What to produce:
Exactly reproduce all the records, keeping pictures out of the copy.

Data extract:
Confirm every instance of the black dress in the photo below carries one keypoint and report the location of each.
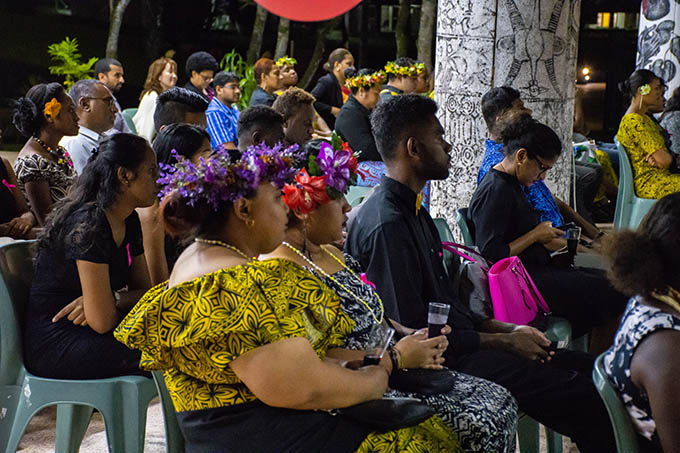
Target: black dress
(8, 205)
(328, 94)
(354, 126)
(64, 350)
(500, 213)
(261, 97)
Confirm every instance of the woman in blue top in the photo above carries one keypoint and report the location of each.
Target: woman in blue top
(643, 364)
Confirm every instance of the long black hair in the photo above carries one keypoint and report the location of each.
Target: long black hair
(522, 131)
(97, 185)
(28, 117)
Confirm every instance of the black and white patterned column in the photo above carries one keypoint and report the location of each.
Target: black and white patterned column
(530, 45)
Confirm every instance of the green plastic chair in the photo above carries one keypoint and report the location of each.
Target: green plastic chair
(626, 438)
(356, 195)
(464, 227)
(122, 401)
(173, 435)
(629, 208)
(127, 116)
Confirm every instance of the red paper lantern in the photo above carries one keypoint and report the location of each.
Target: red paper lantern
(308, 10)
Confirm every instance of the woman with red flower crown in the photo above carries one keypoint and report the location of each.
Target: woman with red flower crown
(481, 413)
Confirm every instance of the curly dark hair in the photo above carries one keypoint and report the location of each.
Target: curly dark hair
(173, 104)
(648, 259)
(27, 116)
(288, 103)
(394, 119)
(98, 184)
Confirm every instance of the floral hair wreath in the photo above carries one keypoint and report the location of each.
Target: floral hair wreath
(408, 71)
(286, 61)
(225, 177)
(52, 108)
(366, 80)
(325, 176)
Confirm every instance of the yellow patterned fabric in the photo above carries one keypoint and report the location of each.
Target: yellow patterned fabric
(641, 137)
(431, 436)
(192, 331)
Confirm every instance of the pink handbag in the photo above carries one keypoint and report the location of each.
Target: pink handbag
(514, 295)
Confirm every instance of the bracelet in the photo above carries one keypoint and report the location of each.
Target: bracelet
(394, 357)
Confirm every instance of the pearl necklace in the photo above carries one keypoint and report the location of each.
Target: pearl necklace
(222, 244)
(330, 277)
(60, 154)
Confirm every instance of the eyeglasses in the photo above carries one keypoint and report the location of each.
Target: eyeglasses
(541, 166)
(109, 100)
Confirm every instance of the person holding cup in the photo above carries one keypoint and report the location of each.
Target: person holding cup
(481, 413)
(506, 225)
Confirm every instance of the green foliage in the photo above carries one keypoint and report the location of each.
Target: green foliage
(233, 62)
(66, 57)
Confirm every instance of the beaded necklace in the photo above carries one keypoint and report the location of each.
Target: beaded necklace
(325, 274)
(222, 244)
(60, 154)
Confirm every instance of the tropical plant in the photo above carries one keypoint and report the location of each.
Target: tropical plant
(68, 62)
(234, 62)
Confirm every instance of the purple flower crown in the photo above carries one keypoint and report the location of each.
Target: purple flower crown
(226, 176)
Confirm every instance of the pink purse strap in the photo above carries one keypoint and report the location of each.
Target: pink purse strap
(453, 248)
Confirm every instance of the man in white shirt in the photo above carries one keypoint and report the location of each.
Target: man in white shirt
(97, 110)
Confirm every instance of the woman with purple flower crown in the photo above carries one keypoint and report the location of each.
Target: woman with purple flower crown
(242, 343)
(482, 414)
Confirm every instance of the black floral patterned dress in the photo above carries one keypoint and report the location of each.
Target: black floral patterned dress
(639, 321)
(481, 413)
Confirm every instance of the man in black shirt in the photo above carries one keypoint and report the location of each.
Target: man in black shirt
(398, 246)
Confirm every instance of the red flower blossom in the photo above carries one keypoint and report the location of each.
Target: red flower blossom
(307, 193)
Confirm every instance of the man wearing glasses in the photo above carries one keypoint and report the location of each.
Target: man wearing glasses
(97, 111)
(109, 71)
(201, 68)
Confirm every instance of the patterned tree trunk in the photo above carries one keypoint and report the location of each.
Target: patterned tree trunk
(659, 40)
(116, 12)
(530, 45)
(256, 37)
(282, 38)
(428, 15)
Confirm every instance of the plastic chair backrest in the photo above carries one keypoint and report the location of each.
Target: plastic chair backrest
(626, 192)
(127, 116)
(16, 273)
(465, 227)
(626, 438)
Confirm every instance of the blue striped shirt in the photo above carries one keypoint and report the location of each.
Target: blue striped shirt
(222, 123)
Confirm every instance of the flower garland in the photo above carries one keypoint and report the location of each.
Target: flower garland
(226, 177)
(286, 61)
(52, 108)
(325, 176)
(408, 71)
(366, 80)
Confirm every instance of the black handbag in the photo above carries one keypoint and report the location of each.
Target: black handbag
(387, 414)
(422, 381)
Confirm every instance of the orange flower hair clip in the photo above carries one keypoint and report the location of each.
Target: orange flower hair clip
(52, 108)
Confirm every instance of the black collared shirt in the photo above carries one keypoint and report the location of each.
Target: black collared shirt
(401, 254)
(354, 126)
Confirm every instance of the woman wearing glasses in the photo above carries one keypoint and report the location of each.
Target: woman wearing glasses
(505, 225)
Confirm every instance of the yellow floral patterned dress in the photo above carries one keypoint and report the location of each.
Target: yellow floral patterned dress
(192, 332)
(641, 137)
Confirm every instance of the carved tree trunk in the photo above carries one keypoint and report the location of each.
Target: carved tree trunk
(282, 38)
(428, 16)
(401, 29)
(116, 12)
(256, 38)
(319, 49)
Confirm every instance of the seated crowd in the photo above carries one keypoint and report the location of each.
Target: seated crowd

Your response:
Confirm every instance of the black dress in the photo below carries one keypoint and report the location of each.
Target: black dress
(8, 205)
(328, 94)
(354, 126)
(64, 350)
(500, 213)
(261, 97)
Confirm every instance of the woman in blue top in the photo above carries one keypoint and report the location of each.
Target: woman in blue top
(643, 364)
Confirm every instance of the long black hair in the photo above carries one keypoint and report the location of each.
Target: long black hair
(522, 131)
(97, 185)
(28, 117)
Confirm every instance of the black and white patterned column in the photo above carries one keypoint and report the location of each.
Target: black and white patterned column
(530, 45)
Confirm every instance of the green plastic chair in the photo above carries one keypoint and report the location of each.
Target: green plastic chair
(626, 438)
(356, 195)
(464, 227)
(122, 401)
(173, 435)
(629, 208)
(127, 116)
Confirm every instance of the red paper lantern in the photo above carries one keypoint and report the location of each.
Target: red paper lantern
(308, 10)
Confirm every instance of the woman with red flower crown in the photo above carries one keypoint and report the location of each.
Target: woman with red flower crown
(481, 413)
Confirm every instance of the curly dark hair in the photo above carries one keypoint and report the location of each.
Target: curly dark hair
(173, 104)
(648, 259)
(27, 116)
(288, 103)
(394, 119)
(98, 184)
Confirm every instance of the floral hair wreath in the photo above carries one keypoint and report the location of each.
Target: floral hair wreath
(408, 71)
(286, 61)
(225, 177)
(52, 108)
(366, 80)
(325, 176)
Confirm every instance of the yellow patterned fabric in the photo above carries one keypoint and report the location of each.
Target: yellow patterned fabric
(641, 137)
(431, 436)
(192, 331)
Confirm every instance of the pink handbag in the photo above carries one keypoint and report the location of each.
Target: pink handbag
(514, 295)
Confirm every instance of the bracelet in the photo above carries one keypoint and report the location of each.
Target: bracelet
(394, 357)
Confirm every instance of the pearl necklace in the photo above carries one keypoint and report the location of each.
Target: pearl necklace
(222, 244)
(330, 277)
(60, 154)
Confirm every instance of the eyeglasses in the photo above carries one keypoint and report the location of each.
Target: eyeglasses
(541, 166)
(109, 100)
Confirm every instance of the person holding cup in the photo above carries one keypoint and report the location of each.
Target: person holding cup
(481, 413)
(506, 225)
Confirm every instance of the green foliage in the photo above carries one keypoint and report the location of each.
Target: green foliage
(233, 62)
(66, 57)
Confirm every instance of the beaded necklace in the photo above carries one keypoint and report the location of each.
Target: beaded necklace
(325, 274)
(222, 244)
(60, 154)
Confirm every instance of the tropical plant in the photo above carries one keypoint and report the location of each.
Target: tropical plant
(68, 62)
(234, 62)
Confirm every instance of the purple flower crown in the photo above carries one keypoint and report the location of each.
Target: purple flower crown
(226, 176)
Confirm every instance of the pink purse strap in the photo above carries one keypoint and report the location of each.
Target: pink purse strap
(453, 248)
Confirm every instance of the man in white shirt in the photo above carries one keypoint and report the location of each.
Target: man in white shirt
(97, 110)
Confirm every instance of the woman with purple flower crown in the photo above carries one keypoint and report the location of each.
Target: woman with purple flower crown
(242, 343)
(482, 414)
Confirm every instance of the black floral patterned dress in the photo above carries one keypoint and report the location of each.
Target: black floral patterned dress
(639, 321)
(481, 413)
Confirm every instance of the man in black shirt in the photo above carries one keypoint and report the location of each.
Target: man in black shirt
(398, 246)
Confirm every instance of the red flower blossom in the photo above carries one keypoint and report the location of each.
Target: red flower blossom
(307, 193)
Confirm every instance of the man wearing glasses in the photo above carries one keypoint and report the location of each.
Target: man wearing glasses
(97, 111)
(109, 71)
(201, 68)
Confirm every instance of the patterned tree trunk in the photo above carries one keypoint and report the location of each.
Target: patterned tree trunk
(659, 40)
(116, 12)
(530, 45)
(256, 37)
(282, 38)
(428, 15)
Confirm every instance of the plastic chair backrest in the photo above carries one keypoint and report the location of each.
Target: plastic chair backrest
(626, 192)
(127, 116)
(16, 273)
(465, 227)
(626, 438)
Confirm every instance of the blue striped shirt in the photo above carries one keypoint and report the location of each.
Target: blue striped shirt
(222, 123)
Confirm every instance of the flower garland in the photo above carries one keypoint and report the location of each.
Target: flower garland
(226, 177)
(286, 61)
(52, 108)
(325, 176)
(408, 71)
(366, 80)
Confirm every instance of the black handbag in the photo above carries one keypoint and report the location of each.
Target: black handbag
(387, 414)
(422, 381)
Confirm every instance of the orange flower hair clip in the photo above carries one keypoint and report the location of each.
Target: orange flower hair clip
(52, 108)
Confirm every instance of the black collared shirt in the photo above carries one keypoint and report the location of each.
Target: black collared shirt
(401, 254)
(354, 126)
Confirm every instance of the woman wearing glasses in the photo above carries one keypoint and report the location of each.
Target: woman wearing glasses
(505, 225)
Confirm every instance of the yellow floral patterned dress in the photo above carries one keypoint and report the location of each.
Target: yellow floral patterned dress
(192, 332)
(641, 137)
Confirm every instance of the carved tree trunk in the photo above carries one keypoint and report the location of each.
Target: carved tree trunk
(282, 38)
(428, 16)
(401, 29)
(116, 12)
(256, 38)
(319, 49)
Confirm every instance of the seated crowd in the photo above carries one keypoint and report the location of each.
Target: seated crowd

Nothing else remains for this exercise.